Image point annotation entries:
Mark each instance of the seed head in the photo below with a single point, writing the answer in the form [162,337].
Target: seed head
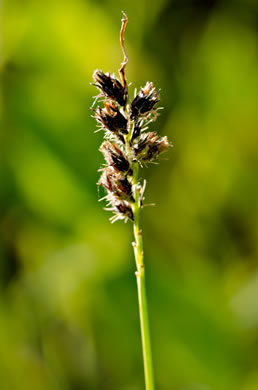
[144,101]
[115,157]
[116,184]
[111,118]
[110,87]
[150,146]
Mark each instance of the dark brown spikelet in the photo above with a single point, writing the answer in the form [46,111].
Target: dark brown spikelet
[150,146]
[115,157]
[110,87]
[144,101]
[116,184]
[126,143]
[111,118]
[123,210]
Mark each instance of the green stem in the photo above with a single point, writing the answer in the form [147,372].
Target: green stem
[140,273]
[140,276]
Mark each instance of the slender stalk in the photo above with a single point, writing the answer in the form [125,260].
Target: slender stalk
[140,276]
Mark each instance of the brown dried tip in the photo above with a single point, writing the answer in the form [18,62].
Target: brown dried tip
[110,87]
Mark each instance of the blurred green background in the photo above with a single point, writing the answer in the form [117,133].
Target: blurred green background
[68,301]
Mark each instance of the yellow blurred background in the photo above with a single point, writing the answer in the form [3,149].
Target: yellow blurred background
[68,301]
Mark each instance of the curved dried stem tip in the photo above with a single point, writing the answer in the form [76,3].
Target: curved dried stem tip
[124,21]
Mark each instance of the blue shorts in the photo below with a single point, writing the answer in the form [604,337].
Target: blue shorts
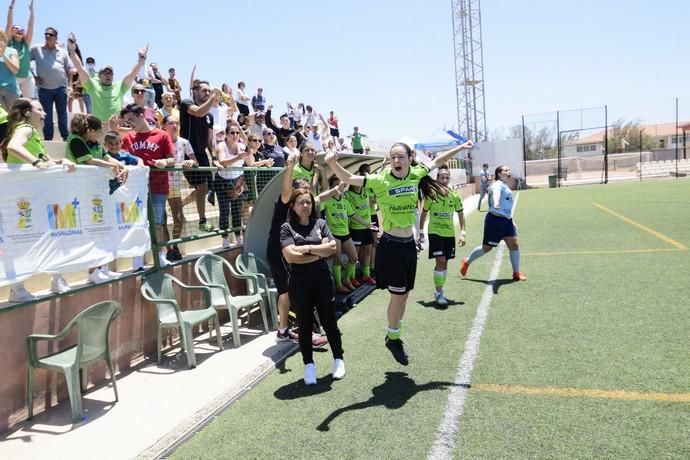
[496,228]
[158,201]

Requirement :: Return to the listing above and set it down exactly, leaving out its pictures.

Exercise solution ::
Mark each instance of the seed head in the photo below with a single point, writing the answer in the form [162,337].
Target: seed head
[144,101]
[115,157]
[116,184]
[111,118]
[110,87]
[150,146]
Mark each instance of the dark brown spikelet in the photo above with a single point, writing the answer in the form [46,111].
Target: dark brown spikelet
[150,146]
[115,157]
[110,87]
[144,101]
[116,184]
[126,143]
[111,118]
[123,210]
Mark each instance of the green stem in the photo above with a single point, writing the answer in the form [147,372].
Target: green stem
[140,273]
[140,276]
Mark each instance of the slender stalk in the photo above with a single point, writing the answer in the form [125,260].
Target: slender stalk
[140,276]
Mark each instance of the brown dried tip in the photo above with a single point, writing the answer in the form [18,62].
Target: brown dried tip
[110,87]
Mark each instance of the blurred green background in the photo above with a single point, writing the answer in the form [117,133].
Target: blurred green background
[68,301]
Mark each instance of the yellow blurred background in the photo above with a single point, writing the answer in the form [3,149].
Target: yellow blurred background
[68,301]
Mark each instance of the curved dried stem tip in the photo above with a single point, writing the answer in the form [76,3].
Target: curved dried stem tip
[124,21]
Mark each instance of the blue shorts in the photo below with a single point, writing the answer in the form [604,337].
Target: blue shorts
[496,228]
[158,201]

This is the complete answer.